=== Instructions to follow ===
Please rewrite the rows between the line holding "Mark a point on each instance of the black chain" and the line holding "(1118, 270)", inclusive, changing "write" to "list" and leaving all else as it is. Return only those rows.

# start of Supplied data

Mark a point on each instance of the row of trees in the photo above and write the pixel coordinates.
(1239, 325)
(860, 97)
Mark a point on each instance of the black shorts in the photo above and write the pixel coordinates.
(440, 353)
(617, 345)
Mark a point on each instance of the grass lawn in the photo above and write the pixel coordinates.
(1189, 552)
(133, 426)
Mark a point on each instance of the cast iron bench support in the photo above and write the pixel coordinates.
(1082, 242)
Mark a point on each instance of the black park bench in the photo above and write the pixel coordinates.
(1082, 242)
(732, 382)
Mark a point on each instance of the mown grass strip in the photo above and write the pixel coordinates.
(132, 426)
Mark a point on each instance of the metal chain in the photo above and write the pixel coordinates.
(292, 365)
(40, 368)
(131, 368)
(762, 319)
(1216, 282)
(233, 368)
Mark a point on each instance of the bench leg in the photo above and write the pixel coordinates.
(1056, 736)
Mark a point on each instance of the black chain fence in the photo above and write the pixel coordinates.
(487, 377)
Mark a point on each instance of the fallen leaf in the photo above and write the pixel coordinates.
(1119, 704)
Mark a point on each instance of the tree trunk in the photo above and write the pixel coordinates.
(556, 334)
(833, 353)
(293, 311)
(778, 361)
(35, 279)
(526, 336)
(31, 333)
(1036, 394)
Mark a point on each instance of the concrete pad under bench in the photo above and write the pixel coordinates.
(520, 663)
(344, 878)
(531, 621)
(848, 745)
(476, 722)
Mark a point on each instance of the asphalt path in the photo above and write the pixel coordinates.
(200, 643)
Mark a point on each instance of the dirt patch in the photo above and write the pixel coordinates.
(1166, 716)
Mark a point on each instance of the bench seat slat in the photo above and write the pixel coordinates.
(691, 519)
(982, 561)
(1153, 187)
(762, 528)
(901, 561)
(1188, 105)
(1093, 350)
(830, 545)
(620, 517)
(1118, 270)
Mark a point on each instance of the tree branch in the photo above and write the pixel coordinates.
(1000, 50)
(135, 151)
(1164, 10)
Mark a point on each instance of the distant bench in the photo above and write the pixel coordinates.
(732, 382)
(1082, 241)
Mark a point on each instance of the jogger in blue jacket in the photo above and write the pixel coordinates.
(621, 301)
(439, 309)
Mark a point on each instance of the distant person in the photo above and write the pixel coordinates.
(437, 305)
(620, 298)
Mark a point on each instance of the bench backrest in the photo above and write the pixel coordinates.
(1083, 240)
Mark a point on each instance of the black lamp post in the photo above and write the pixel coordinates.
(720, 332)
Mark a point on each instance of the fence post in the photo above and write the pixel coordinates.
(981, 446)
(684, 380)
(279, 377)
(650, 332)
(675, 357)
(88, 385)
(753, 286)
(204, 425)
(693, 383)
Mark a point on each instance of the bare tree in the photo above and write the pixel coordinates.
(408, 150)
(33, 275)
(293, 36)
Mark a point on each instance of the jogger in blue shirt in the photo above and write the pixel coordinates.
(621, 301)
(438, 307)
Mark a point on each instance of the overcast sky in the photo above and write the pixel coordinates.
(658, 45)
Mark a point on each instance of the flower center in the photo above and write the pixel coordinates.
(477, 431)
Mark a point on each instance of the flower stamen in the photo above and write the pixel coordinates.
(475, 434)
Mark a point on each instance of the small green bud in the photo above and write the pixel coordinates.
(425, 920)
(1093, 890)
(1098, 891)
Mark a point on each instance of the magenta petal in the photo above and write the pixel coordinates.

# end of Supplied data

=== Written response ===
Mark a point on each instance of the black chain fence in the photo above and list the pixel coordinates.
(487, 377)
Mark a point on each instance of the fallen leaf in the photo above and list the pixel coordinates.
(1119, 704)
Mark a point on each instance of the tree trunk in the photo above and list the pixel coordinates.
(556, 334)
(833, 353)
(293, 311)
(778, 361)
(35, 279)
(526, 336)
(31, 333)
(1036, 394)
Mark a point on each instance of the concrete pad under bench in the photo above and list the pixel coordinates.
(520, 663)
(344, 878)
(531, 621)
(848, 745)
(476, 722)
Mark a point on each instance of the asphalt path in the photo above and list the pixel coordinates.
(200, 643)
Mark a point on each instance of the dirt patch in the photo above and list the pixel coordinates.
(1166, 716)
Mark a point on each instance of the bench seat slat in the photo above and list the pixel coordinates.
(691, 519)
(982, 561)
(1153, 187)
(762, 528)
(901, 561)
(1188, 105)
(1093, 350)
(830, 545)
(620, 517)
(1118, 270)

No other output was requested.